From the line with "point_to SHOULD mark one point per instance of the forest" down to the final line of the material below, quote every line exactly and leave out all lines before it.

· · · ·

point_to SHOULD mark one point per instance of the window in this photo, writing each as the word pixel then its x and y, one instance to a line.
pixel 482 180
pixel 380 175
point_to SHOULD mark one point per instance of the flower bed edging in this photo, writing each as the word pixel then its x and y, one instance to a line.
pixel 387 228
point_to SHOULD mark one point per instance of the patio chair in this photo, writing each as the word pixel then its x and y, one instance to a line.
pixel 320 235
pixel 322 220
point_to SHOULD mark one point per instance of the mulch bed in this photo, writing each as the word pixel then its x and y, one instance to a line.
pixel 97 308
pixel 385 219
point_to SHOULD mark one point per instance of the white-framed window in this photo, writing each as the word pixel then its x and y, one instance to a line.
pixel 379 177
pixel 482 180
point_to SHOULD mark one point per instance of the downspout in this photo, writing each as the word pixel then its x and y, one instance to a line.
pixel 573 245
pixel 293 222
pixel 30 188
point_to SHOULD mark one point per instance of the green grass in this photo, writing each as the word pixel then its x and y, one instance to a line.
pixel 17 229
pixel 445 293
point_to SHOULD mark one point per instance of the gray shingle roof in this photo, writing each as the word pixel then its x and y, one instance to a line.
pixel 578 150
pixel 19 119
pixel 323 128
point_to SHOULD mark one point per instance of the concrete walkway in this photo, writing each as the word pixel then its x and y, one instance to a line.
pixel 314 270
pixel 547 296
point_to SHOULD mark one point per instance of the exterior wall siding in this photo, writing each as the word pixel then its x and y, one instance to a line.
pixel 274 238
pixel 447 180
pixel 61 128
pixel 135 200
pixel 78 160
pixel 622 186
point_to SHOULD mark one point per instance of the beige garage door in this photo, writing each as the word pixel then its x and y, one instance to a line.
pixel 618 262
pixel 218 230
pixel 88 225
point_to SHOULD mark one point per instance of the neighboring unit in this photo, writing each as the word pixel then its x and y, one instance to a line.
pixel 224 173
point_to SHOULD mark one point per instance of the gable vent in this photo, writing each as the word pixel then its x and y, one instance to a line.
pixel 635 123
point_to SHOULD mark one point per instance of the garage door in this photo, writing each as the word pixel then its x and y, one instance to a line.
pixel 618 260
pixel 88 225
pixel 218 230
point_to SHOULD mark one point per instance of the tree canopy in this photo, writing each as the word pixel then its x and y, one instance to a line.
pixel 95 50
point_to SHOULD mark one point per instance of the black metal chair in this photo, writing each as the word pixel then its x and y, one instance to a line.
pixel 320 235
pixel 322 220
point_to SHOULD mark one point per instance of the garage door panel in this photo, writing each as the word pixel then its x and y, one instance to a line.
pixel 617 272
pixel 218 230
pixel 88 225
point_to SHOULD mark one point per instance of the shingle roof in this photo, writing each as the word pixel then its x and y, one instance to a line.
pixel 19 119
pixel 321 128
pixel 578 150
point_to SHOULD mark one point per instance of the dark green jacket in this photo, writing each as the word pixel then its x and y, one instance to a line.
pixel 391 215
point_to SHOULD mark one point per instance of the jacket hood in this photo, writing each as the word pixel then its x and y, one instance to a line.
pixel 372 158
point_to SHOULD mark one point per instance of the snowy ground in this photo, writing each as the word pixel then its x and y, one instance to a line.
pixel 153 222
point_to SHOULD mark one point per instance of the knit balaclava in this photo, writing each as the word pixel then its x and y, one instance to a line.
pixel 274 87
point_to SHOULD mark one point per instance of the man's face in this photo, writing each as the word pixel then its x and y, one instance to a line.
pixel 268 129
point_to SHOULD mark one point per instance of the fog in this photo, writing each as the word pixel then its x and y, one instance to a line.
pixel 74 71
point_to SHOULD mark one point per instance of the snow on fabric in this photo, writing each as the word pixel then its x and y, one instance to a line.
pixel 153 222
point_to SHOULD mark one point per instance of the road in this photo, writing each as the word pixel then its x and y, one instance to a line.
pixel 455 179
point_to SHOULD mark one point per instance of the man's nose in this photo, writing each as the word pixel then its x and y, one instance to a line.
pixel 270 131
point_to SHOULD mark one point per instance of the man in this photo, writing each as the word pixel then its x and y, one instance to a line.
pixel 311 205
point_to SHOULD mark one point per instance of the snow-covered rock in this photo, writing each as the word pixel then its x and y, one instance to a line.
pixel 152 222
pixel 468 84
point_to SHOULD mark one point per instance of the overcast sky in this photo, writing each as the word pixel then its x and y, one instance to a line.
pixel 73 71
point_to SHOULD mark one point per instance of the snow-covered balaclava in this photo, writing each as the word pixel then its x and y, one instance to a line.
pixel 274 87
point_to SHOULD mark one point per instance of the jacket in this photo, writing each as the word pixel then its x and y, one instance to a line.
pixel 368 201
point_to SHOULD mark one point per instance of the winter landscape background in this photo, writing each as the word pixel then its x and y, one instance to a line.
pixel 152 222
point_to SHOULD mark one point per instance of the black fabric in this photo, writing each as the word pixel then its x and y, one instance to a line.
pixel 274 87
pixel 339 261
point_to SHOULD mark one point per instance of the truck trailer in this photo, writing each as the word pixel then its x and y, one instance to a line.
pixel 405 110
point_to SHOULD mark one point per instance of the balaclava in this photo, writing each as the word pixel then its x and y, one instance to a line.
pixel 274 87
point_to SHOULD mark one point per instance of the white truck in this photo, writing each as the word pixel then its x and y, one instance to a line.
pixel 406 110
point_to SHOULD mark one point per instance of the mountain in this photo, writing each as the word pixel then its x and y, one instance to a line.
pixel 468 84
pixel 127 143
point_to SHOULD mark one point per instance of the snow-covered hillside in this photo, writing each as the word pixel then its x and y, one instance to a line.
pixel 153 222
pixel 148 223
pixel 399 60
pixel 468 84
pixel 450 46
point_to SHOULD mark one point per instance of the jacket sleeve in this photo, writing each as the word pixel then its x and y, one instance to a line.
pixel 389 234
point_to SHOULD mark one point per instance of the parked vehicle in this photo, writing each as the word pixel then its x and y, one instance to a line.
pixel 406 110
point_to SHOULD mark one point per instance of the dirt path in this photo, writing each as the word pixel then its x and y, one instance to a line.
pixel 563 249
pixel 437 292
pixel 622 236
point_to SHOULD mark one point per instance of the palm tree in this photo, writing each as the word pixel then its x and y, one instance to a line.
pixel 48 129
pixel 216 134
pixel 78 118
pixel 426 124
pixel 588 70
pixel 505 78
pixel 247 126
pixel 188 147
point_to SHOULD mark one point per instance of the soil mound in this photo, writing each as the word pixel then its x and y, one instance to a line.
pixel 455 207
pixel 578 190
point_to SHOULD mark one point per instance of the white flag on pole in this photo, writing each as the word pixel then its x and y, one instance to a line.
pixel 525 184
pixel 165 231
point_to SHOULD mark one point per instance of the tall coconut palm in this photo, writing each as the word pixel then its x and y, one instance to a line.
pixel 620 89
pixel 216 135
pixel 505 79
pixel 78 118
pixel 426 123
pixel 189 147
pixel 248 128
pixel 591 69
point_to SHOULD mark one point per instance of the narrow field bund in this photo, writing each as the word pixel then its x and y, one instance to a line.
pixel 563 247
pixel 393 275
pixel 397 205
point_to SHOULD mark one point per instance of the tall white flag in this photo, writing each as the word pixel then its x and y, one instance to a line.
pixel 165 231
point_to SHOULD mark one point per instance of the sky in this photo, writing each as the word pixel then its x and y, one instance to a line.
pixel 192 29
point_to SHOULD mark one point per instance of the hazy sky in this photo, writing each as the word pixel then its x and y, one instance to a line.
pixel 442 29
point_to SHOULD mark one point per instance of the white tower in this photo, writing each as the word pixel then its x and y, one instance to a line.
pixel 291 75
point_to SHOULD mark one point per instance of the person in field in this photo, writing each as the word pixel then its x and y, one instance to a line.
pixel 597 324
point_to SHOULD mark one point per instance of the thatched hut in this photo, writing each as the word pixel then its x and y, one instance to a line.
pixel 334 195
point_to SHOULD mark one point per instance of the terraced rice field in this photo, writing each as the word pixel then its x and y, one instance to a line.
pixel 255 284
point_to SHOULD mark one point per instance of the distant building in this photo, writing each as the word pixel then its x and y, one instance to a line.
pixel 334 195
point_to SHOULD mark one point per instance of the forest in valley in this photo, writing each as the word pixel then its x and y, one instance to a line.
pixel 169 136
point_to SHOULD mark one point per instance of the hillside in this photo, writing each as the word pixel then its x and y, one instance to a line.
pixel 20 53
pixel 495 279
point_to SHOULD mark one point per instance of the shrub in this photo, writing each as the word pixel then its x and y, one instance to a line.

· · · ·

- _Result of this task_
point_to SHOULD mark one point per instance of the forest in valley in this photo, writing each as the word pixel then its x and y, one instance to a line.
pixel 169 136
point_to SHOULD mark one point per instance of the hillside in this photo, writing each as the word pixel then its x and y, one instance to a line.
pixel 20 53
pixel 495 279
point_to SHOULD mark one point per instance of the shrub in this photo, writing each as the word pixel then its x and y, one instance to a line.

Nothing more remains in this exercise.